***** RECORDED DATA

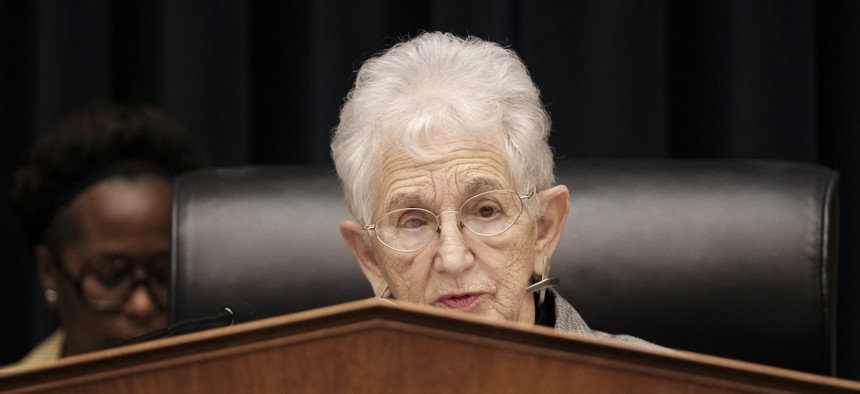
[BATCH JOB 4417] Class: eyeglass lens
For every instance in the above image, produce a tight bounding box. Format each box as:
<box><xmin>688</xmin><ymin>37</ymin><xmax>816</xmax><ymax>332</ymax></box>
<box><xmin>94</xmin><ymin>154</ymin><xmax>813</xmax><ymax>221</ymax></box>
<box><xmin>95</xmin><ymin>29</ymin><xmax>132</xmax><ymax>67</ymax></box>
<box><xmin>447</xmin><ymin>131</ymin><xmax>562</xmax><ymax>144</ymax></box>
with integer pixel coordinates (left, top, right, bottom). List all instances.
<box><xmin>78</xmin><ymin>257</ymin><xmax>169</xmax><ymax>311</ymax></box>
<box><xmin>374</xmin><ymin>190</ymin><xmax>524</xmax><ymax>252</ymax></box>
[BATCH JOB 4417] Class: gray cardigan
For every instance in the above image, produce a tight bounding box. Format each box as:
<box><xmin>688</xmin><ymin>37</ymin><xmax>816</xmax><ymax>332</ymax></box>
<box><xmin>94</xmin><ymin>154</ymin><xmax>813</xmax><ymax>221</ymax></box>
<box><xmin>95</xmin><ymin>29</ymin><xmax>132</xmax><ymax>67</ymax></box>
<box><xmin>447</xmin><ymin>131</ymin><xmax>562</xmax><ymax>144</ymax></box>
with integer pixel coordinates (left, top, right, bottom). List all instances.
<box><xmin>542</xmin><ymin>289</ymin><xmax>662</xmax><ymax>349</ymax></box>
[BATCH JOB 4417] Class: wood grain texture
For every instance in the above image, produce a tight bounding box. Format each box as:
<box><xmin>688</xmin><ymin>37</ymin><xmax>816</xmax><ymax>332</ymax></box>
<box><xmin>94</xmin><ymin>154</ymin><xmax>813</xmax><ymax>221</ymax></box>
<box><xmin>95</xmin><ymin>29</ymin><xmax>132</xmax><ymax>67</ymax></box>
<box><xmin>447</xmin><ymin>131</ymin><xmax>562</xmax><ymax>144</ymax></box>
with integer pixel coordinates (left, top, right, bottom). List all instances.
<box><xmin>1</xmin><ymin>299</ymin><xmax>858</xmax><ymax>393</ymax></box>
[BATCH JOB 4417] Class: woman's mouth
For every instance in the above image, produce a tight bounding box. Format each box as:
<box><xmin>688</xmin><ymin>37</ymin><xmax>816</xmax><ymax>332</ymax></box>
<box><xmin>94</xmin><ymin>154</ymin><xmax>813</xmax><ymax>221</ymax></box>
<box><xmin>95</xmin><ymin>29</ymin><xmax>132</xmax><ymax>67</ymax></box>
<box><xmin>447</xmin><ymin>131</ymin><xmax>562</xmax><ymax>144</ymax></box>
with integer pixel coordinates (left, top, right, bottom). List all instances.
<box><xmin>437</xmin><ymin>293</ymin><xmax>481</xmax><ymax>310</ymax></box>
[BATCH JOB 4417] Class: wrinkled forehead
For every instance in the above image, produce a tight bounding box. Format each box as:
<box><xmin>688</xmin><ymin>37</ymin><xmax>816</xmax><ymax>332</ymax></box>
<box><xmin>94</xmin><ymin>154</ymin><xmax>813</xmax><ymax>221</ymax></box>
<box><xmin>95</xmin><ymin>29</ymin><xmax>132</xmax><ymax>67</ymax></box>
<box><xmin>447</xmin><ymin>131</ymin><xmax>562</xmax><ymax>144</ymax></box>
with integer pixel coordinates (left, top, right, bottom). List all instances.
<box><xmin>383</xmin><ymin>175</ymin><xmax>509</xmax><ymax>212</ymax></box>
<box><xmin>370</xmin><ymin>133</ymin><xmax>515</xmax><ymax>214</ymax></box>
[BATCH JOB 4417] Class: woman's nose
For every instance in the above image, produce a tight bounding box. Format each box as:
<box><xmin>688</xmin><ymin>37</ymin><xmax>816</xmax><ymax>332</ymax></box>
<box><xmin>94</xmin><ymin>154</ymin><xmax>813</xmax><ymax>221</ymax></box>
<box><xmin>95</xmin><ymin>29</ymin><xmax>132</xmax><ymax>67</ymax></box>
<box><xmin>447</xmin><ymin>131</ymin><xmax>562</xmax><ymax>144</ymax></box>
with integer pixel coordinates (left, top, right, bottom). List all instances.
<box><xmin>433</xmin><ymin>213</ymin><xmax>475</xmax><ymax>274</ymax></box>
<box><xmin>123</xmin><ymin>285</ymin><xmax>159</xmax><ymax>319</ymax></box>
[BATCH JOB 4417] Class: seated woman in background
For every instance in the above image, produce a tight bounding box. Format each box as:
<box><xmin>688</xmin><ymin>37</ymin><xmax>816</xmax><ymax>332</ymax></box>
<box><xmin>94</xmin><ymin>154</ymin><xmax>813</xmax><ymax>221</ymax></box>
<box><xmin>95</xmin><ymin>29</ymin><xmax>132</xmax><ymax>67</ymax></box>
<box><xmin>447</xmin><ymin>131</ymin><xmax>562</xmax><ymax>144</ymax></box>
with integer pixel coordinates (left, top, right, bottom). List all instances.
<box><xmin>331</xmin><ymin>32</ymin><xmax>655</xmax><ymax>346</ymax></box>
<box><xmin>5</xmin><ymin>105</ymin><xmax>208</xmax><ymax>369</ymax></box>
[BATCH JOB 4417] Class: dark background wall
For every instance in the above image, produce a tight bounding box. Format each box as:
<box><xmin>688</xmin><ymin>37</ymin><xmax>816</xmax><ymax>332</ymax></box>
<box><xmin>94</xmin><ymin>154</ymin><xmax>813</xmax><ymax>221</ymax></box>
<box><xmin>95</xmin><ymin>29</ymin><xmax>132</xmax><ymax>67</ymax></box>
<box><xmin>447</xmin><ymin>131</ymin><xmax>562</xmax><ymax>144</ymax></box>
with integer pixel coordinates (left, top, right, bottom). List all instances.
<box><xmin>1</xmin><ymin>0</ymin><xmax>858</xmax><ymax>379</ymax></box>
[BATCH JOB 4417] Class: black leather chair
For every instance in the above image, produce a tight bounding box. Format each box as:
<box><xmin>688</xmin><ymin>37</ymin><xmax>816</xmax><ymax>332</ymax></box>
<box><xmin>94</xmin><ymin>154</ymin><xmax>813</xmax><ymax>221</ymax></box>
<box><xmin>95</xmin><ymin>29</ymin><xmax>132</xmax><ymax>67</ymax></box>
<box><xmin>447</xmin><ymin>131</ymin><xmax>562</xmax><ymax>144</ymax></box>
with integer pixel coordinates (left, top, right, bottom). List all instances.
<box><xmin>170</xmin><ymin>159</ymin><xmax>839</xmax><ymax>376</ymax></box>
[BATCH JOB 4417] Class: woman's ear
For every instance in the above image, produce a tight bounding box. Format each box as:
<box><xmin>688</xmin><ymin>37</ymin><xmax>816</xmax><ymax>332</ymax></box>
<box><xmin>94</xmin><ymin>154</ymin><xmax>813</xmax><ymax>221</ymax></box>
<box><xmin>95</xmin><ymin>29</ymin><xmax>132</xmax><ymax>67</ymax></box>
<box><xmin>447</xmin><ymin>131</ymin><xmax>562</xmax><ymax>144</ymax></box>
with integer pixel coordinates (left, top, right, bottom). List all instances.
<box><xmin>340</xmin><ymin>220</ymin><xmax>386</xmax><ymax>294</ymax></box>
<box><xmin>35</xmin><ymin>244</ymin><xmax>59</xmax><ymax>293</ymax></box>
<box><xmin>533</xmin><ymin>185</ymin><xmax>570</xmax><ymax>274</ymax></box>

**********

TASK BRIEF: Scan the entries above for the word "background", then copy every line in which it occurs.

ANSWER TO THIS PROBLEM:
[BATCH JOB 4417] Class: seated woman in background
[BATCH JOB 4417] Class: dark background wall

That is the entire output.